* What you have to do: Gather every line of the material below that contains the word "windshield" and copy each such line in full.

* Given records:
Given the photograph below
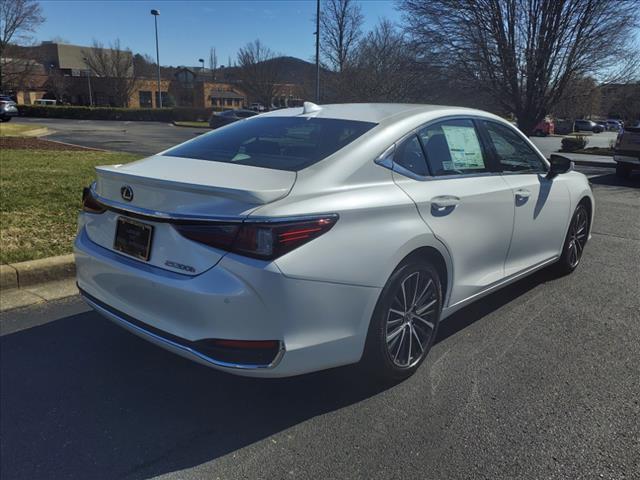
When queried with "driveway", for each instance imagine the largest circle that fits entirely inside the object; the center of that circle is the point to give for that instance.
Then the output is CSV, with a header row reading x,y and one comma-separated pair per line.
x,y
539,380
147,138
144,138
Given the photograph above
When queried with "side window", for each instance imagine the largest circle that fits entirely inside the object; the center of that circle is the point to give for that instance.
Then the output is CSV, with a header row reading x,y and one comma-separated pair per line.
x,y
453,148
514,154
409,155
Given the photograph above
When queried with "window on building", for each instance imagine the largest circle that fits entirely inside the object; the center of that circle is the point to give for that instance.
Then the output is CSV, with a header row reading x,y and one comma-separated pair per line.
x,y
157,99
145,99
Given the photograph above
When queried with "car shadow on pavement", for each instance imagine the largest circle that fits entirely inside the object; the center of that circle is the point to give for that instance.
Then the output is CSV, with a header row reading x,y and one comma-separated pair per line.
x,y
82,398
614,181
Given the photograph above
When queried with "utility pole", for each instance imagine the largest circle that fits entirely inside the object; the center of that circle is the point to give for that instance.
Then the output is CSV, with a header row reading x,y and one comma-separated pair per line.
x,y
317,51
155,14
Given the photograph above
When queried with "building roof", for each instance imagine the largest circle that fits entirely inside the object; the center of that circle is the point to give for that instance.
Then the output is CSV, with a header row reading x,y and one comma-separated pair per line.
x,y
225,94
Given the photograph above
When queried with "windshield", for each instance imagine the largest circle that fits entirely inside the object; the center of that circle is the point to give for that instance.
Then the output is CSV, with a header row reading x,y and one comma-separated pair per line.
x,y
281,143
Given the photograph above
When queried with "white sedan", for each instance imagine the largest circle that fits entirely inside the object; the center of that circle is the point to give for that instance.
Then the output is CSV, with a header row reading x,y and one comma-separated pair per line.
x,y
313,237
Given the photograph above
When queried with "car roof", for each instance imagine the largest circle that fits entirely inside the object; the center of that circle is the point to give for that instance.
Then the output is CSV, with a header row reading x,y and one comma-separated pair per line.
x,y
370,112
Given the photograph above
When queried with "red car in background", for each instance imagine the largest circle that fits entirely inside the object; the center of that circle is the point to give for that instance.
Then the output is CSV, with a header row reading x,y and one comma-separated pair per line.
x,y
544,128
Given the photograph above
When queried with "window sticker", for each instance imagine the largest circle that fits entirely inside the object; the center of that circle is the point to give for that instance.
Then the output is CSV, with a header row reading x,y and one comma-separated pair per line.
x,y
463,146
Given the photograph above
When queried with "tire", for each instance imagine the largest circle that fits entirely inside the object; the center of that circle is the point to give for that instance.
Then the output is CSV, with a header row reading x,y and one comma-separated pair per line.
x,y
399,340
623,170
574,242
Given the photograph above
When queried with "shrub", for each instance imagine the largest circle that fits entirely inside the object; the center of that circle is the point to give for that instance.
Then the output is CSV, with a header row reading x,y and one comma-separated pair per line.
x,y
115,113
571,144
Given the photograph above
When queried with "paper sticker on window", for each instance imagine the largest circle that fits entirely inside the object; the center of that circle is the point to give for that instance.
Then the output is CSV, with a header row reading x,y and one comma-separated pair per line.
x,y
463,146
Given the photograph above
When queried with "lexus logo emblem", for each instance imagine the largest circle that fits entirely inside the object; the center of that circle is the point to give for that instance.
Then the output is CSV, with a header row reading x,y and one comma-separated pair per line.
x,y
127,193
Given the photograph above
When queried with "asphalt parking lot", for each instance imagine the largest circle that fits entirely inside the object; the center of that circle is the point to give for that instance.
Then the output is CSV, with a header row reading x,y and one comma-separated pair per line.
x,y
540,380
144,138
147,138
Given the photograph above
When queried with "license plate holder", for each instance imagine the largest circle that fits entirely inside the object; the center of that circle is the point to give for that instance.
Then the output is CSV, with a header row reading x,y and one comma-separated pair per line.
x,y
133,238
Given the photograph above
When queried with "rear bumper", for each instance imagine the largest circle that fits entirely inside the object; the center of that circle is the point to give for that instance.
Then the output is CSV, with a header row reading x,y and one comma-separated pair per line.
x,y
627,159
319,324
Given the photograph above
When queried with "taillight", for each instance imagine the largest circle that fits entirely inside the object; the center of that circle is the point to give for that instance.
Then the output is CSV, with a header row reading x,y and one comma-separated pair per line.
x,y
90,204
264,240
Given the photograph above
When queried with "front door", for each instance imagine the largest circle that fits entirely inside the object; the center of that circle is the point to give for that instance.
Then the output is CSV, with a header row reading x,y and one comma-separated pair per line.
x,y
541,205
467,206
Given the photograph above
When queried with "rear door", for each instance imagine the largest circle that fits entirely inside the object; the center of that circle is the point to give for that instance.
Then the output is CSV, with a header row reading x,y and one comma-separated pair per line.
x,y
541,205
467,205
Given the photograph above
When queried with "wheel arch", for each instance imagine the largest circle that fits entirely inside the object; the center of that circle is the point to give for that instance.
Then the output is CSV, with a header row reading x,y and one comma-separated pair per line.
x,y
434,256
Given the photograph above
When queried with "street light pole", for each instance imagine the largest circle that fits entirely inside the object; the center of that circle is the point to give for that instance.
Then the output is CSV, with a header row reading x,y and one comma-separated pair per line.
x,y
318,51
89,82
155,14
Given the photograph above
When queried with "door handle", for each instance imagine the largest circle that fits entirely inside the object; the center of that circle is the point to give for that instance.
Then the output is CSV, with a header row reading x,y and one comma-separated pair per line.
x,y
445,201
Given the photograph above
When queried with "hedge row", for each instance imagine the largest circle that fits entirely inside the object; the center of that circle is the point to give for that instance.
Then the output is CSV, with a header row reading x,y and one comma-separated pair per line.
x,y
113,113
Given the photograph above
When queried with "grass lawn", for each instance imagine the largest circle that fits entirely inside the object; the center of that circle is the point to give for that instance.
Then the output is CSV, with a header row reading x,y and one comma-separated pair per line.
x,y
17,129
40,195
192,124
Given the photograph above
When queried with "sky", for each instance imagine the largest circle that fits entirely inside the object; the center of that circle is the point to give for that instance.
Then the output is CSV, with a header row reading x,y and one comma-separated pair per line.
x,y
187,29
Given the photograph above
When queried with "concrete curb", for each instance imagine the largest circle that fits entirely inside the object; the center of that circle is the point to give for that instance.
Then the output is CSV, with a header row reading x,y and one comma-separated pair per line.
x,y
35,272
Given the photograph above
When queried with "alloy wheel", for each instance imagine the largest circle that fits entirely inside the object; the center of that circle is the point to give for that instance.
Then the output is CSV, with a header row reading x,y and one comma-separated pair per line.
x,y
577,237
411,319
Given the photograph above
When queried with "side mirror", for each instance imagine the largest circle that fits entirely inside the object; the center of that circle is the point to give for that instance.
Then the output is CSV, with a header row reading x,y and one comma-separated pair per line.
x,y
559,164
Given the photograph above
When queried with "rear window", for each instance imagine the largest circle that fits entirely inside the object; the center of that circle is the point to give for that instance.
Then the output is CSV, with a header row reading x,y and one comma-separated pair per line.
x,y
281,143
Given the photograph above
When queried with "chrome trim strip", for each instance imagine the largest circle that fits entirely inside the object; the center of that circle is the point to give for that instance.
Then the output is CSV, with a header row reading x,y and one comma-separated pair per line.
x,y
159,216
217,363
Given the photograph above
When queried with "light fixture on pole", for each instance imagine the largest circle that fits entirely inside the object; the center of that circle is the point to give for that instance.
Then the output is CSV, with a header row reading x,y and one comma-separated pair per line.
x,y
318,51
155,14
89,81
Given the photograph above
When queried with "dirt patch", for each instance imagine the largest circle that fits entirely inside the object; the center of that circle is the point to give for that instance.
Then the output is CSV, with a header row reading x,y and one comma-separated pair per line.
x,y
30,143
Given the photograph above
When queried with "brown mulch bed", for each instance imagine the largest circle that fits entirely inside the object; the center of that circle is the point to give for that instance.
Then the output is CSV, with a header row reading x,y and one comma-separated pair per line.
x,y
33,143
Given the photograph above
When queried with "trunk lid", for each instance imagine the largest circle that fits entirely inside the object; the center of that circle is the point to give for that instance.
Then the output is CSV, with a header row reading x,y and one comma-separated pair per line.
x,y
165,186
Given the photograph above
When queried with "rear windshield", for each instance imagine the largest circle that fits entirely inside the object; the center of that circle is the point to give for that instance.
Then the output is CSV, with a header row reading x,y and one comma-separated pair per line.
x,y
281,143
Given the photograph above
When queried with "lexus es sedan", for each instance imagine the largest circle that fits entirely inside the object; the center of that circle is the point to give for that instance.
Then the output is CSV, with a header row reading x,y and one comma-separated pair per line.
x,y
308,238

* Answer for the task:
When queried with "windshield", for each instance imagine the largest circle that fits entirely inside the object; the center of that circle is the point to give for that instance.
When queried with "rear windshield", for each instance imagine the largest circle that fits entirely inside the object; the center of that circle is the point to give for that instance.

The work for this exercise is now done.